- **RECORDED INFORMATION**:
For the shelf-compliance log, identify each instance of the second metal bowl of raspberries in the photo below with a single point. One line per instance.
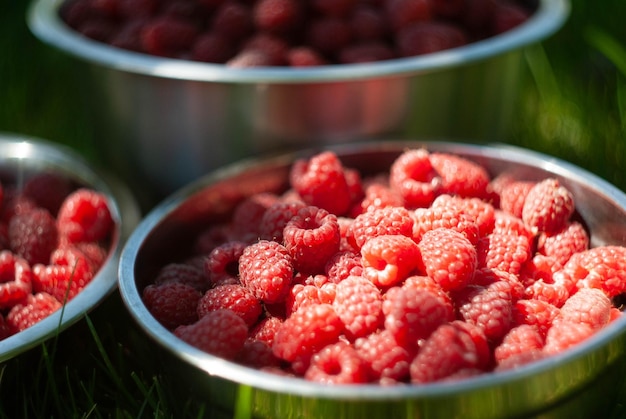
(211, 239)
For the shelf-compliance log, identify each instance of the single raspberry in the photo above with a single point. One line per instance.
(16, 282)
(379, 222)
(321, 182)
(221, 333)
(411, 315)
(306, 332)
(413, 177)
(33, 309)
(33, 235)
(384, 357)
(448, 257)
(85, 216)
(389, 259)
(358, 303)
(233, 297)
(548, 206)
(460, 175)
(561, 245)
(311, 237)
(173, 304)
(266, 268)
(337, 363)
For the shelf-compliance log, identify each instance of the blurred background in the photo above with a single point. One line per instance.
(573, 106)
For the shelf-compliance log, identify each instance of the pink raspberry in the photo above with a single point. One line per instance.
(358, 303)
(266, 268)
(448, 257)
(389, 259)
(312, 237)
(221, 333)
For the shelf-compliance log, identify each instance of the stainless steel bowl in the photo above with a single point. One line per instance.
(163, 122)
(576, 384)
(21, 156)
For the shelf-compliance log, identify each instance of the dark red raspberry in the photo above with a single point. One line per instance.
(448, 257)
(389, 259)
(85, 217)
(266, 268)
(221, 333)
(337, 363)
(312, 237)
(321, 182)
(33, 235)
(173, 304)
(233, 297)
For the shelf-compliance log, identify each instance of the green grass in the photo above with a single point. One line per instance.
(574, 107)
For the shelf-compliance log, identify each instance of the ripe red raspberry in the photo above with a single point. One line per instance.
(16, 282)
(358, 303)
(548, 206)
(311, 237)
(172, 303)
(389, 259)
(413, 177)
(460, 175)
(412, 314)
(33, 309)
(321, 182)
(379, 222)
(85, 216)
(450, 348)
(602, 267)
(448, 257)
(384, 357)
(221, 333)
(337, 363)
(561, 245)
(266, 268)
(306, 332)
(233, 297)
(33, 235)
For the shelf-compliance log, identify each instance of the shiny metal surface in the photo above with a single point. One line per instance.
(575, 384)
(21, 155)
(164, 122)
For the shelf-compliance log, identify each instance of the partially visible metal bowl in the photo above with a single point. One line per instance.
(22, 156)
(578, 383)
(163, 122)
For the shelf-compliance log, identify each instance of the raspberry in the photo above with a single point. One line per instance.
(221, 333)
(384, 357)
(321, 182)
(411, 315)
(33, 309)
(266, 269)
(222, 264)
(172, 303)
(85, 216)
(311, 237)
(460, 175)
(412, 176)
(379, 222)
(337, 363)
(16, 281)
(233, 297)
(307, 331)
(33, 235)
(389, 259)
(448, 257)
(602, 267)
(489, 308)
(548, 206)
(358, 303)
(573, 238)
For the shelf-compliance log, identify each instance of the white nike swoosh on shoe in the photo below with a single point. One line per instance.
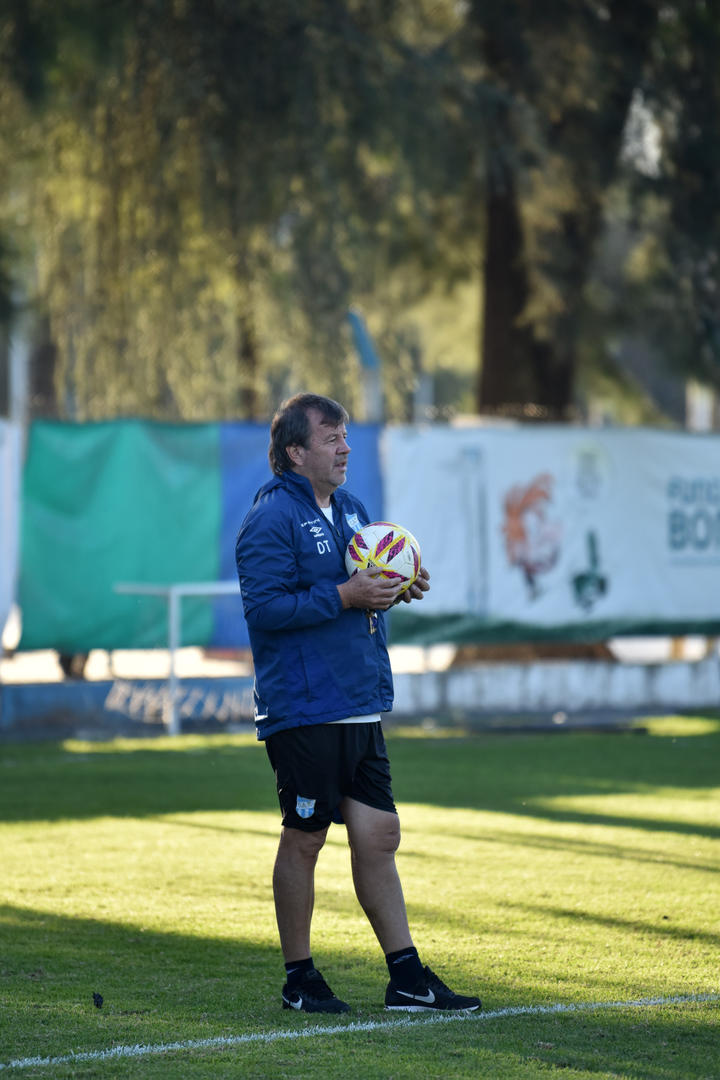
(426, 999)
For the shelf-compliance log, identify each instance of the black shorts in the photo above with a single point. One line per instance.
(318, 766)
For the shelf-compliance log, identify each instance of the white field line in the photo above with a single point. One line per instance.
(223, 1041)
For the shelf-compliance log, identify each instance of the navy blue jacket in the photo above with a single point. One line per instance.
(314, 662)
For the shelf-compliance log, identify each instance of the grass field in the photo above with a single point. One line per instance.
(572, 880)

- **EXERCISE DESCRIPTION**: Reproduce every entry above verbatim, line for line, leaving out the pictures.

- **FULL RESPONSE**:
For the shelf-compliance log, identify each instance of the second metal bowl of raspberries in the photo below with a single point. One line per instance.
(211, 239)
For the shelf-compliance log, identify each instance of the single raspberry in the photo above with a single point. One line per instance.
(16, 282)
(379, 222)
(321, 182)
(221, 333)
(411, 315)
(306, 332)
(413, 177)
(33, 309)
(33, 235)
(384, 357)
(448, 257)
(85, 216)
(389, 259)
(358, 303)
(233, 297)
(548, 206)
(460, 175)
(561, 245)
(311, 237)
(173, 304)
(266, 268)
(337, 363)
For the shelf-compliance log, identify each instance of the blurred background in the photo above with a single point. One line per instance.
(573, 106)
For the shelf-compliance log, identify each instance of the pink raspberry in the photo above with a single point. One line per instance.
(358, 303)
(266, 268)
(448, 257)
(389, 259)
(312, 237)
(221, 333)
For the shelf-compliance log, identify each instance of the stainless steel bowl in the photo above with a single point. One line per instance.
(163, 122)
(576, 384)
(21, 156)
For the shelf-compliance log, identify each instance of the dark red raspberry in the photo above with a single point. One line per instance.
(448, 257)
(389, 259)
(85, 217)
(266, 268)
(221, 333)
(337, 363)
(312, 237)
(321, 182)
(33, 235)
(173, 304)
(233, 297)
For the shelf-compliance log, identify each instance of the green grass in the photo above with a single point. One line per instance.
(574, 107)
For the shelf-compliance log, identify each instance of the ripe red raspberry in the photo above with a single point. One line per instance.
(16, 282)
(358, 303)
(548, 206)
(311, 237)
(172, 303)
(389, 259)
(413, 177)
(460, 175)
(412, 314)
(33, 309)
(321, 182)
(379, 222)
(85, 216)
(450, 348)
(602, 267)
(448, 257)
(384, 357)
(221, 333)
(337, 363)
(561, 245)
(266, 268)
(306, 332)
(233, 297)
(33, 235)
For the shelf-compliance log, identify each instance of the shiny metal surface in the photo above with a single point. One line per instance.
(575, 384)
(21, 155)
(164, 122)
For the shelf-compliance log, identify each instance of the partially visible metal bowl in the photo above with a single point. One line per instance.
(22, 156)
(578, 383)
(163, 122)
For the shelf-compliance log, identify each instance of the raspberry in the photo above with a single point. One line per instance.
(221, 333)
(384, 357)
(321, 182)
(411, 315)
(33, 309)
(266, 269)
(222, 264)
(172, 303)
(85, 216)
(311, 237)
(460, 175)
(412, 176)
(379, 222)
(337, 363)
(16, 281)
(233, 297)
(307, 331)
(33, 235)
(389, 259)
(448, 257)
(602, 267)
(489, 308)
(548, 206)
(358, 303)
(573, 238)
For the shelf-compliance log, identify each instance of the white nike swoosh on shoe in the photo below with a single point. One line per instance.
(426, 999)
For the shelf-compliance log, identify each instance of the black shorts in the photo above with a single point. One line per instance.
(318, 766)
For the shelf-compliance log, identify each instance of the white field line in the photo above with a single point. One line per instance.
(223, 1041)
For the shelf-compliance log, identify each instance of the navy blue jacket in the photo above with a single point. One line per instance.
(314, 662)
For the shelf-compliance log, identify each instance of the grass field in the photo above with a single point. One line per instance.
(572, 880)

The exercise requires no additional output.